Records from a dataset:
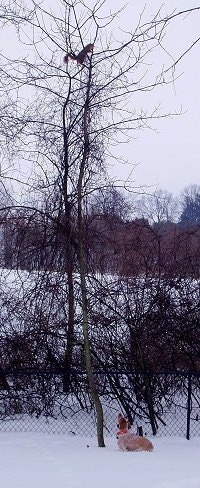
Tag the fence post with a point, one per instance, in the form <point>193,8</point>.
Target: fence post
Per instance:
<point>189,405</point>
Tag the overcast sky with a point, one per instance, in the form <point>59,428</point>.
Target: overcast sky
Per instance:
<point>168,154</point>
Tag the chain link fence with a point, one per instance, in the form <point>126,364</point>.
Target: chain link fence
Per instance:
<point>164,404</point>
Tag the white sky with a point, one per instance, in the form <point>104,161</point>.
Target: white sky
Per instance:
<point>31,460</point>
<point>167,156</point>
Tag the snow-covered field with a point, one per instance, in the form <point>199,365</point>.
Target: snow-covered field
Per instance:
<point>33,460</point>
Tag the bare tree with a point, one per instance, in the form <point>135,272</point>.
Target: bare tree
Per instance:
<point>61,121</point>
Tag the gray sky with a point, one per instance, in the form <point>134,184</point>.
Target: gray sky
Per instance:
<point>168,154</point>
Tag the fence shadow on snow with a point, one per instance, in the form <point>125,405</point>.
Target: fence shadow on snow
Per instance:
<point>165,404</point>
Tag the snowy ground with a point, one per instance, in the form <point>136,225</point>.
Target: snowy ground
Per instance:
<point>32,460</point>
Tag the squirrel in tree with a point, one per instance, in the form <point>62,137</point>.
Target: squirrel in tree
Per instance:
<point>81,57</point>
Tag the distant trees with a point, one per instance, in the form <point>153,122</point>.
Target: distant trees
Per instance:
<point>190,215</point>
<point>58,121</point>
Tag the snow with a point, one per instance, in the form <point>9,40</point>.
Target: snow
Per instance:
<point>35,460</point>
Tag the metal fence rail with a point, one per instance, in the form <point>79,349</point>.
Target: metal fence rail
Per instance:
<point>38,401</point>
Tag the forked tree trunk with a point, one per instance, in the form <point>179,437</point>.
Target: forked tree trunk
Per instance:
<point>88,360</point>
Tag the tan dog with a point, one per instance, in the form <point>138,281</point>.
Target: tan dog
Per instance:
<point>128,441</point>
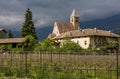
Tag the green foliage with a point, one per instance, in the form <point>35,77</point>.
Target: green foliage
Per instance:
<point>10,35</point>
<point>69,46</point>
<point>30,42</point>
<point>28,25</point>
<point>47,45</point>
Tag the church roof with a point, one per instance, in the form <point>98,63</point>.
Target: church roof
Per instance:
<point>74,13</point>
<point>12,40</point>
<point>87,32</point>
<point>64,27</point>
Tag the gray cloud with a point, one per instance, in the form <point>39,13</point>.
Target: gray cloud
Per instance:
<point>45,12</point>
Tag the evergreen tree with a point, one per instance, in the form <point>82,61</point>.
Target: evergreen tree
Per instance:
<point>10,35</point>
<point>28,25</point>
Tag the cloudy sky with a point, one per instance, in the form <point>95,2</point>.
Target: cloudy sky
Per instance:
<point>45,12</point>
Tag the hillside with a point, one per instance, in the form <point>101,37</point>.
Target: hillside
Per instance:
<point>111,23</point>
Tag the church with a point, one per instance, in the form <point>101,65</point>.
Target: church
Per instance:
<point>84,37</point>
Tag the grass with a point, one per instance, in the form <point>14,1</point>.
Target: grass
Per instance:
<point>58,66</point>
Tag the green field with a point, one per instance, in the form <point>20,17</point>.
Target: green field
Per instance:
<point>57,66</point>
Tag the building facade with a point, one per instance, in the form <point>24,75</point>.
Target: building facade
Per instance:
<point>86,38</point>
<point>2,33</point>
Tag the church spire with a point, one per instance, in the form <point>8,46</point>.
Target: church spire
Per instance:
<point>75,19</point>
<point>75,13</point>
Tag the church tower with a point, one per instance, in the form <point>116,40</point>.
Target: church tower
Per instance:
<point>75,19</point>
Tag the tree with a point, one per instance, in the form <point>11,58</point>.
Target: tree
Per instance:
<point>28,25</point>
<point>10,35</point>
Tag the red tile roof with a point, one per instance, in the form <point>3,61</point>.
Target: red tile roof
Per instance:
<point>65,27</point>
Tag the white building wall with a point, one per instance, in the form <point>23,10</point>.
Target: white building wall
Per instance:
<point>55,30</point>
<point>84,42</point>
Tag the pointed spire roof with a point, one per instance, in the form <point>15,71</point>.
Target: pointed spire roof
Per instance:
<point>74,13</point>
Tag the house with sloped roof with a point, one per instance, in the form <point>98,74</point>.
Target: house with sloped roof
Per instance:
<point>2,33</point>
<point>12,43</point>
<point>84,37</point>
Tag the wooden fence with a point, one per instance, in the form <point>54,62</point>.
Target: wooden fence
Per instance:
<point>94,66</point>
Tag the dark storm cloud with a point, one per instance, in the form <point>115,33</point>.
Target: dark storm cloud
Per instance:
<point>45,12</point>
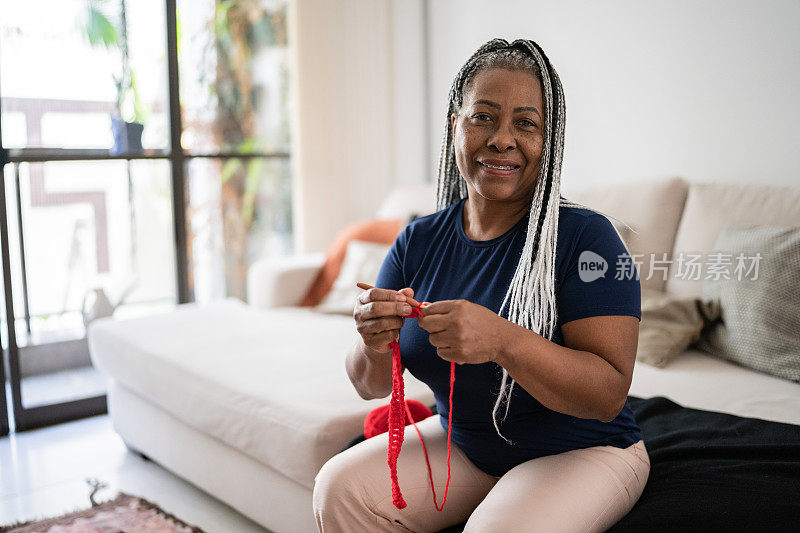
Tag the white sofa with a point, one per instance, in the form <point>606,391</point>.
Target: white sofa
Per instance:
<point>248,401</point>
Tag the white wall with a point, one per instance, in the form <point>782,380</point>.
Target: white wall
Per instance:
<point>358,117</point>
<point>707,90</point>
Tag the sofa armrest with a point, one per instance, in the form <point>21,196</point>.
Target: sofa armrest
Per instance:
<point>281,281</point>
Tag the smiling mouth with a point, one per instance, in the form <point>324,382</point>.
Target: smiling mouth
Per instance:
<point>499,167</point>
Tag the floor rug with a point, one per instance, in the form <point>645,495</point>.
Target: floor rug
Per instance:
<point>124,513</point>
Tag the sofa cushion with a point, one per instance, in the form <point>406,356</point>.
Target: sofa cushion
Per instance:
<point>652,209</point>
<point>701,381</point>
<point>362,264</point>
<point>377,231</point>
<point>710,207</point>
<point>671,324</point>
<point>760,322</point>
<point>270,383</point>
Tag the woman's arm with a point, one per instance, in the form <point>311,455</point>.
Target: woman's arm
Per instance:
<point>588,378</point>
<point>369,371</point>
<point>379,316</point>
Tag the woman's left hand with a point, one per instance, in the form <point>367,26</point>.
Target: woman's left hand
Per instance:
<point>462,331</point>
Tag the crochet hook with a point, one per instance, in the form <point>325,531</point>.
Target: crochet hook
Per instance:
<point>410,300</point>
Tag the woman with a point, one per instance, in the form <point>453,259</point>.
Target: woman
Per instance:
<point>520,295</point>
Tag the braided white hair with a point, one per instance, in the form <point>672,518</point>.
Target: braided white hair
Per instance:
<point>531,295</point>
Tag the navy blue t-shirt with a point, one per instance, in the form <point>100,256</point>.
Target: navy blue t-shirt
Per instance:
<point>435,257</point>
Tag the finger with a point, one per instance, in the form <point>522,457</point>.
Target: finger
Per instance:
<point>378,325</point>
<point>408,291</point>
<point>372,310</point>
<point>434,323</point>
<point>380,295</point>
<point>441,340</point>
<point>380,340</point>
<point>440,307</point>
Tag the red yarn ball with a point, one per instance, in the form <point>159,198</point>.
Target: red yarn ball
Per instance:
<point>377,420</point>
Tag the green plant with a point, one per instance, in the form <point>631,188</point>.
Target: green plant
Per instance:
<point>101,28</point>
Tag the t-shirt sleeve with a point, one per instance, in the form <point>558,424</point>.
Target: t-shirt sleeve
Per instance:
<point>600,278</point>
<point>391,274</point>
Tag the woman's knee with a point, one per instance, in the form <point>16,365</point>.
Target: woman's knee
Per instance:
<point>334,483</point>
<point>339,495</point>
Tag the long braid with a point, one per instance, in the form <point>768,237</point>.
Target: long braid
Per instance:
<point>531,295</point>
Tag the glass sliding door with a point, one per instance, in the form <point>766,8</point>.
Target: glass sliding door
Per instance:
<point>138,173</point>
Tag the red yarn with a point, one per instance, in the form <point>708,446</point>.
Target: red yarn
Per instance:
<point>397,427</point>
<point>377,421</point>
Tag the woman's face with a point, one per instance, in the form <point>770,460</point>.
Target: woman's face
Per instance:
<point>499,133</point>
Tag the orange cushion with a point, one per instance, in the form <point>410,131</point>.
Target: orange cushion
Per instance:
<point>380,231</point>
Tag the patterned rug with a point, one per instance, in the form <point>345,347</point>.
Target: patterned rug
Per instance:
<point>124,513</point>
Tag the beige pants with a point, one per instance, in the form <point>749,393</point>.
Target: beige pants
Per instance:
<point>588,489</point>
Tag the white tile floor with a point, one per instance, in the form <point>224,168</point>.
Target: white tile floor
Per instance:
<point>43,473</point>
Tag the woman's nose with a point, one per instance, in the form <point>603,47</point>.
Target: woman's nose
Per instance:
<point>502,139</point>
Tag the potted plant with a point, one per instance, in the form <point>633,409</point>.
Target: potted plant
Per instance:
<point>103,29</point>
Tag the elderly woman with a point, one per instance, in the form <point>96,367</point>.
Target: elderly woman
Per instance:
<point>522,286</point>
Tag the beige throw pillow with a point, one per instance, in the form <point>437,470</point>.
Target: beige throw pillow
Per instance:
<point>760,323</point>
<point>362,263</point>
<point>671,324</point>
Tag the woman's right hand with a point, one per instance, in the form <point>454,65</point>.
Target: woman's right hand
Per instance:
<point>379,315</point>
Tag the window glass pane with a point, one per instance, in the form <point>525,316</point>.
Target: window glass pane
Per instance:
<point>60,91</point>
<point>88,225</point>
<point>234,78</point>
<point>239,211</point>
<point>98,241</point>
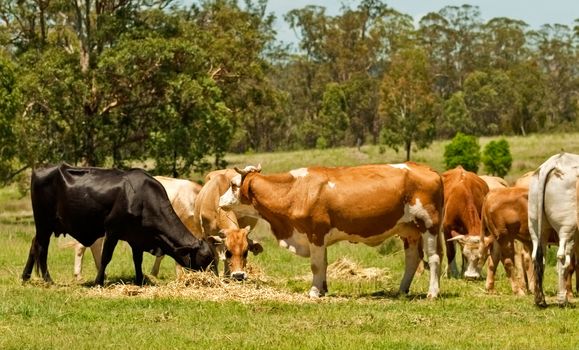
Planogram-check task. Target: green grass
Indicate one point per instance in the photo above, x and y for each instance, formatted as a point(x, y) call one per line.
point(356, 314)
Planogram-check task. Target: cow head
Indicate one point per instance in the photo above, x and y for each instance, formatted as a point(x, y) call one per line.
point(233, 246)
point(196, 257)
point(471, 252)
point(231, 197)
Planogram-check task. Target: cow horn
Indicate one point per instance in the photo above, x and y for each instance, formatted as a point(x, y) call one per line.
point(456, 238)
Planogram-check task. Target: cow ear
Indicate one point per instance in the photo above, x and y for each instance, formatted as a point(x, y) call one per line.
point(215, 240)
point(459, 238)
point(255, 247)
point(184, 250)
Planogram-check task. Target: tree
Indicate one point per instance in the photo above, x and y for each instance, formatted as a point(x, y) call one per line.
point(463, 150)
point(497, 157)
point(491, 100)
point(9, 107)
point(407, 108)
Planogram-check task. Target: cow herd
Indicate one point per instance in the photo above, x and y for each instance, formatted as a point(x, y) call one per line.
point(309, 209)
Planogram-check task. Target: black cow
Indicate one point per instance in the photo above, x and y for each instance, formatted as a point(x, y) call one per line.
point(88, 203)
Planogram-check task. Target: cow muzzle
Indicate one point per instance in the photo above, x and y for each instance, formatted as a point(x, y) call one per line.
point(239, 275)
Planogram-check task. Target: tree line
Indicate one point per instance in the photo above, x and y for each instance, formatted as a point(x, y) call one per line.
point(111, 82)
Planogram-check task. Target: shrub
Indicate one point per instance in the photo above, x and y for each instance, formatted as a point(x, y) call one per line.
point(497, 158)
point(462, 150)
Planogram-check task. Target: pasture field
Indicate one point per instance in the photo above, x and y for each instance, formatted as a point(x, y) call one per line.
point(362, 310)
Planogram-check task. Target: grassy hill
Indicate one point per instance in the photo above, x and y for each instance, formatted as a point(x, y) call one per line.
point(271, 310)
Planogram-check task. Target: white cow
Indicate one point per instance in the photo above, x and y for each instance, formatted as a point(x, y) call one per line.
point(553, 201)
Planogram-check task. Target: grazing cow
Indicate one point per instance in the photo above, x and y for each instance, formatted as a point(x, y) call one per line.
point(88, 203)
point(504, 220)
point(311, 208)
point(197, 207)
point(231, 243)
point(553, 196)
point(464, 192)
point(181, 193)
point(494, 182)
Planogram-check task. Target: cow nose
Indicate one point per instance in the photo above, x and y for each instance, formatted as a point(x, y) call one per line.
point(239, 275)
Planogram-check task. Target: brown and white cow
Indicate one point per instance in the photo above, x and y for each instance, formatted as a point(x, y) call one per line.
point(504, 220)
point(553, 197)
point(312, 208)
point(464, 192)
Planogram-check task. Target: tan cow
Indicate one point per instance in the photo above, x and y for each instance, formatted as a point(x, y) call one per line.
point(312, 208)
point(464, 192)
point(504, 220)
point(222, 226)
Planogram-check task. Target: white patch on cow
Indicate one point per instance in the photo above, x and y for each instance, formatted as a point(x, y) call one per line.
point(414, 212)
point(228, 199)
point(298, 244)
point(301, 172)
point(236, 180)
point(400, 166)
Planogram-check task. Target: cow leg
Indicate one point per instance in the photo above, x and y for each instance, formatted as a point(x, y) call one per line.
point(430, 243)
point(138, 261)
point(508, 260)
point(319, 266)
point(493, 263)
point(42, 243)
point(97, 250)
point(27, 272)
point(79, 250)
point(411, 261)
point(528, 266)
point(451, 269)
point(109, 245)
point(566, 247)
point(157, 265)
point(37, 256)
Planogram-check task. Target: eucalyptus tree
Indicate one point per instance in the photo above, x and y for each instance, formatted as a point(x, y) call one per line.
point(408, 105)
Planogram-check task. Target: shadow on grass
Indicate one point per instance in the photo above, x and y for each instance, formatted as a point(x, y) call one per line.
point(129, 280)
point(394, 295)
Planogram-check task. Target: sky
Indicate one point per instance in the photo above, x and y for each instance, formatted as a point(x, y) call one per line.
point(534, 12)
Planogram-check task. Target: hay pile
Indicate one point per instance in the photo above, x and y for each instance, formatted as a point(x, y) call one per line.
point(259, 287)
point(346, 269)
point(207, 286)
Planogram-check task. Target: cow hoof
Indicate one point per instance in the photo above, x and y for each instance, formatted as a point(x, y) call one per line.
point(432, 295)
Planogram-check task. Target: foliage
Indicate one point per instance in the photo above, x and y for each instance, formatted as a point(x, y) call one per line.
point(497, 157)
point(463, 150)
point(408, 104)
point(118, 82)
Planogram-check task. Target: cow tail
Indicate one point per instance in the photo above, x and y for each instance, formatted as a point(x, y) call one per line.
point(539, 263)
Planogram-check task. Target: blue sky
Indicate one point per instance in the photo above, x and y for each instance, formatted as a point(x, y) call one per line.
point(533, 12)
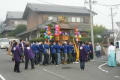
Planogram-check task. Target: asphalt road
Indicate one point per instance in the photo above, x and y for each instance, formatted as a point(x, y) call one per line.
point(95, 70)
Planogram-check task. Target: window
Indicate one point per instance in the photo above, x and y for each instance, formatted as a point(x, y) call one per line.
point(73, 19)
point(78, 19)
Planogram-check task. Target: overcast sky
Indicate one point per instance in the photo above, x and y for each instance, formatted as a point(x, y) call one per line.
point(103, 17)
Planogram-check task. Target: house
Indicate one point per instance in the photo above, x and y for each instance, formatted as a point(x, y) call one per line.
point(12, 20)
point(68, 17)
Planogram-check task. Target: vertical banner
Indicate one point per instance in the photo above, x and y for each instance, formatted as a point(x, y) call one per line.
point(76, 31)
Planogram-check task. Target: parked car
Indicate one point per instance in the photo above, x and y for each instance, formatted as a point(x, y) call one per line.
point(4, 43)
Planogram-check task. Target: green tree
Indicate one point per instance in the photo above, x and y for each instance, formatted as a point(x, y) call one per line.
point(20, 28)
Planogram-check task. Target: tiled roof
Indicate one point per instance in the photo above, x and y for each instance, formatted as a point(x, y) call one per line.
point(57, 8)
point(14, 15)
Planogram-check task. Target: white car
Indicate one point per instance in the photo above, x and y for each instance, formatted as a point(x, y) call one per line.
point(4, 43)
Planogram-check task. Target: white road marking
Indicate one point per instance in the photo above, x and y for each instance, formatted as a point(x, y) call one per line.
point(100, 67)
point(2, 77)
point(55, 74)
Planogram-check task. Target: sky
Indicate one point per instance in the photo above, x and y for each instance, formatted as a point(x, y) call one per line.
point(103, 16)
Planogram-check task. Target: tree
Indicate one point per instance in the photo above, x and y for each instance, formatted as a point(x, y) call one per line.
point(20, 28)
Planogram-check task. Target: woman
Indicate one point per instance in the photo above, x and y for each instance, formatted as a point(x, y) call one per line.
point(111, 55)
point(17, 57)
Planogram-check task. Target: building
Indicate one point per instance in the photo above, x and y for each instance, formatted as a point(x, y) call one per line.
point(12, 20)
point(68, 17)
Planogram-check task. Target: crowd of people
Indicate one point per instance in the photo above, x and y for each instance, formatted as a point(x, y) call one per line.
point(46, 53)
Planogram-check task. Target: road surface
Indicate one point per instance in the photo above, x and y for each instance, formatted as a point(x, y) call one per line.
point(95, 70)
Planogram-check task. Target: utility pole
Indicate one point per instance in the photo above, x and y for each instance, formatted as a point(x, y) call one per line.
point(91, 24)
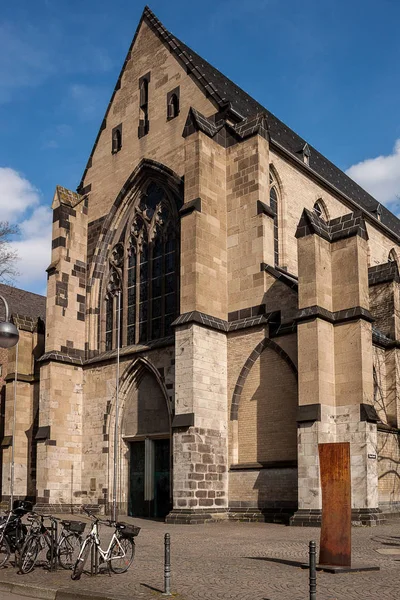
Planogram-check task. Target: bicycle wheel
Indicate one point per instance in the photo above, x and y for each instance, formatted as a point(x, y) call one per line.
point(80, 562)
point(122, 555)
point(4, 552)
point(68, 550)
point(29, 554)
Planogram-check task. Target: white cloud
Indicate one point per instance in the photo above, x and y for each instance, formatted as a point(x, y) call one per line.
point(17, 194)
point(380, 176)
point(89, 101)
point(20, 203)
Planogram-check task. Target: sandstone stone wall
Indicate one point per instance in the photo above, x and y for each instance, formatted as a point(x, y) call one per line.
point(389, 471)
point(267, 429)
point(298, 191)
point(99, 417)
point(108, 172)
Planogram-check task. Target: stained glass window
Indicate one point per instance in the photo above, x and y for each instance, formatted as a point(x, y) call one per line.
point(150, 272)
point(109, 322)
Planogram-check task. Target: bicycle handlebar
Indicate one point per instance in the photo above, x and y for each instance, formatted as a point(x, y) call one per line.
point(107, 522)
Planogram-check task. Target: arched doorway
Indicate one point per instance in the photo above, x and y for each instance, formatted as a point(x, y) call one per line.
point(146, 433)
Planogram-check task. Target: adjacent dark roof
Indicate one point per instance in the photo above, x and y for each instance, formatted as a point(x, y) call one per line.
point(22, 303)
point(222, 91)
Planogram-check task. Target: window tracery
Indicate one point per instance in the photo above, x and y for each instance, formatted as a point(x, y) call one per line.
point(144, 266)
point(273, 202)
point(320, 209)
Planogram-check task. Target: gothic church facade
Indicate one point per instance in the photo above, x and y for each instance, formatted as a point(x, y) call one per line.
point(253, 291)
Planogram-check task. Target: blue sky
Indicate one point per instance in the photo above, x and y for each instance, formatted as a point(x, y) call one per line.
point(329, 69)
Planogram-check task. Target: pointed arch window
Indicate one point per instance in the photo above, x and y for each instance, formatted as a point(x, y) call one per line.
point(173, 104)
point(274, 202)
point(116, 139)
point(148, 270)
point(392, 256)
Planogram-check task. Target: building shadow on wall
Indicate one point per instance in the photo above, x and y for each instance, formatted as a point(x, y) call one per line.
point(271, 395)
point(2, 422)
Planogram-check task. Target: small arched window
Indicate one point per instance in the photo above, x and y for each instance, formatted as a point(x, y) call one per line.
point(144, 93)
point(320, 210)
point(144, 105)
point(172, 106)
point(117, 139)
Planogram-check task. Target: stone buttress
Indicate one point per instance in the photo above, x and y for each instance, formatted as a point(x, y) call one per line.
point(335, 361)
point(59, 454)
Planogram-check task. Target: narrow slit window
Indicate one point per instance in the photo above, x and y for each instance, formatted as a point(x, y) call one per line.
point(144, 105)
point(116, 139)
point(173, 107)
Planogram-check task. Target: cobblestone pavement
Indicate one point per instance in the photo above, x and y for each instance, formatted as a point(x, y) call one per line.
point(232, 560)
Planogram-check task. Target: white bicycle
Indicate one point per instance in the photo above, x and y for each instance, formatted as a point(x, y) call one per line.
point(120, 552)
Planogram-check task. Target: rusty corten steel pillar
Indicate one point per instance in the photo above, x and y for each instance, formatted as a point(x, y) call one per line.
point(335, 544)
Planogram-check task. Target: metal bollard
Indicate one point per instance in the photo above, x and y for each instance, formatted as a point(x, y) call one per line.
point(313, 571)
point(94, 560)
point(167, 565)
point(53, 546)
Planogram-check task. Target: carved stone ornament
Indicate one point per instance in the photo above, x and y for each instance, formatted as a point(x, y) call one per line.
point(117, 255)
point(114, 283)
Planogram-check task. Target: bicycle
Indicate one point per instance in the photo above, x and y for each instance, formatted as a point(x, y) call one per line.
point(12, 531)
point(65, 548)
point(121, 549)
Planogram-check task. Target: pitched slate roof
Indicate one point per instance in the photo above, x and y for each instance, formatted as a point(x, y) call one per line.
point(22, 303)
point(222, 91)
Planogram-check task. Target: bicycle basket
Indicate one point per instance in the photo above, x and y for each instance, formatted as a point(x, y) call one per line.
point(22, 507)
point(74, 526)
point(127, 530)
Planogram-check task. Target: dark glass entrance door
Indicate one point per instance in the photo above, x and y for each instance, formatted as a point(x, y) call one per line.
point(136, 505)
point(161, 478)
point(149, 478)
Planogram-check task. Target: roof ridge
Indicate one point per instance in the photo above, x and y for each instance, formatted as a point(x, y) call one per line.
point(223, 92)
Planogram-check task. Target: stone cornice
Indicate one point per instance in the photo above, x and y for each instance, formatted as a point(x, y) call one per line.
point(331, 188)
point(257, 466)
point(21, 377)
point(340, 316)
point(211, 322)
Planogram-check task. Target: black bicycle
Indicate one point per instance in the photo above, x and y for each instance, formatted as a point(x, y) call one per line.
point(119, 554)
point(12, 531)
point(64, 548)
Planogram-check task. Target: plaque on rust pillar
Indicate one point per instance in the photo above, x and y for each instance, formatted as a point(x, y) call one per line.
point(335, 545)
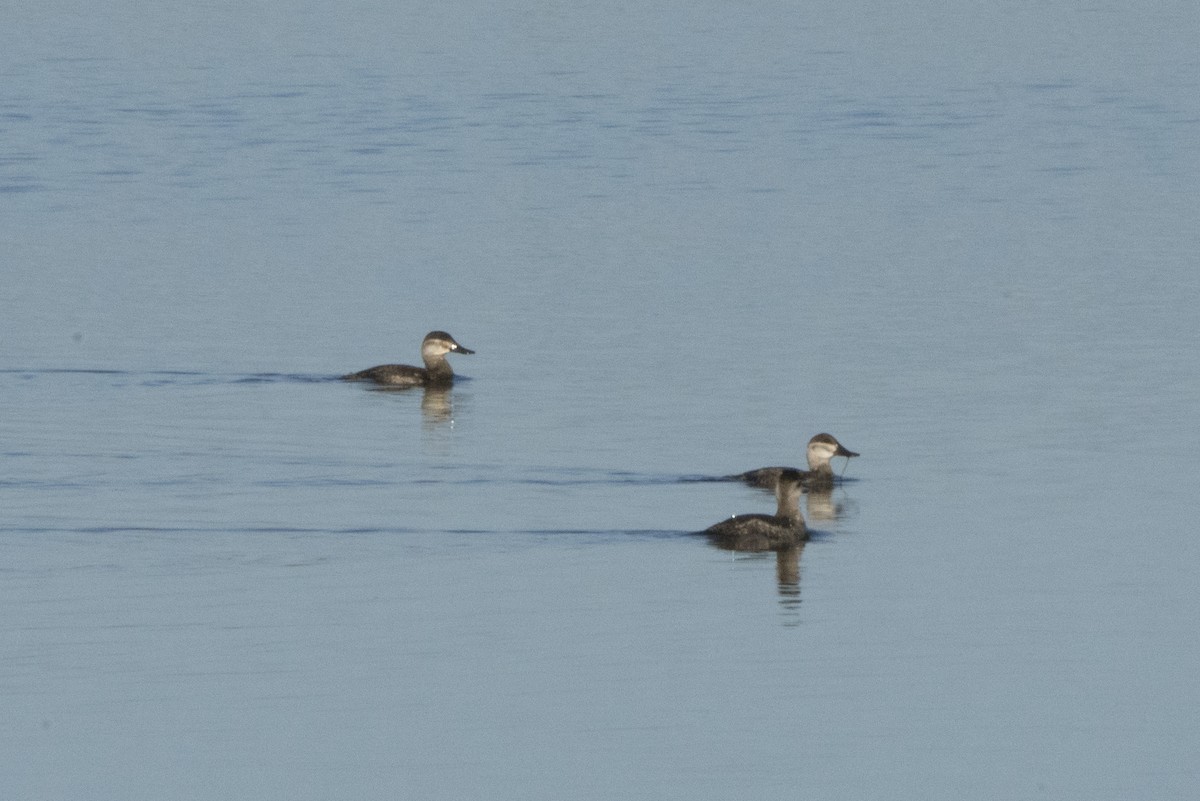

* **Directions**: Looking at the records above, return exactly the lines from the line with "Planogram-check task. Target: black cow" to the line with "Planogram-check task. Target: grazing cow", both ends included.

* **Written answer**:
Planogram-check task. Target: black cow
Indicate one point per instance in the photo above, x and y for each instance, formatted as a point(x, y) call one per line.
point(88, 203)
Planogram-check task. Target: cow muzzle
Indicate one point per instance in the photo above, x and y for each instance, formatted as a point(x, y) call one per line.
point(239, 275)
Planogram-check task. Target: tree line
Indicate one point per instance in the photo above, x and y for each instance, formatted as a point(x, y) call one per line.
point(111, 82)
Planogram-check task. Target: shrub
Indicate one point per instance in the photo above, x and y for each instance, formatted as a point(x, y) call one per line.
point(497, 158)
point(462, 150)
Planogram-check task. Target: pasture field
Indicate one point per instance in the photo above, x and y for each instance, formatted as a point(x, y) call one per line.
point(362, 310)
Planogram-check task. Target: grassy hill
Indicate one point per instance in the photo above, x and y for each instance, formatted as a point(x, y) call one per line.
point(271, 310)
Planogram-check task. Target: white cow
Indicate one point per instance in the photo above, x and y for each instance, formatted as a point(x, y) call one per line.
point(553, 201)
Planogram-check task. Target: grazing cow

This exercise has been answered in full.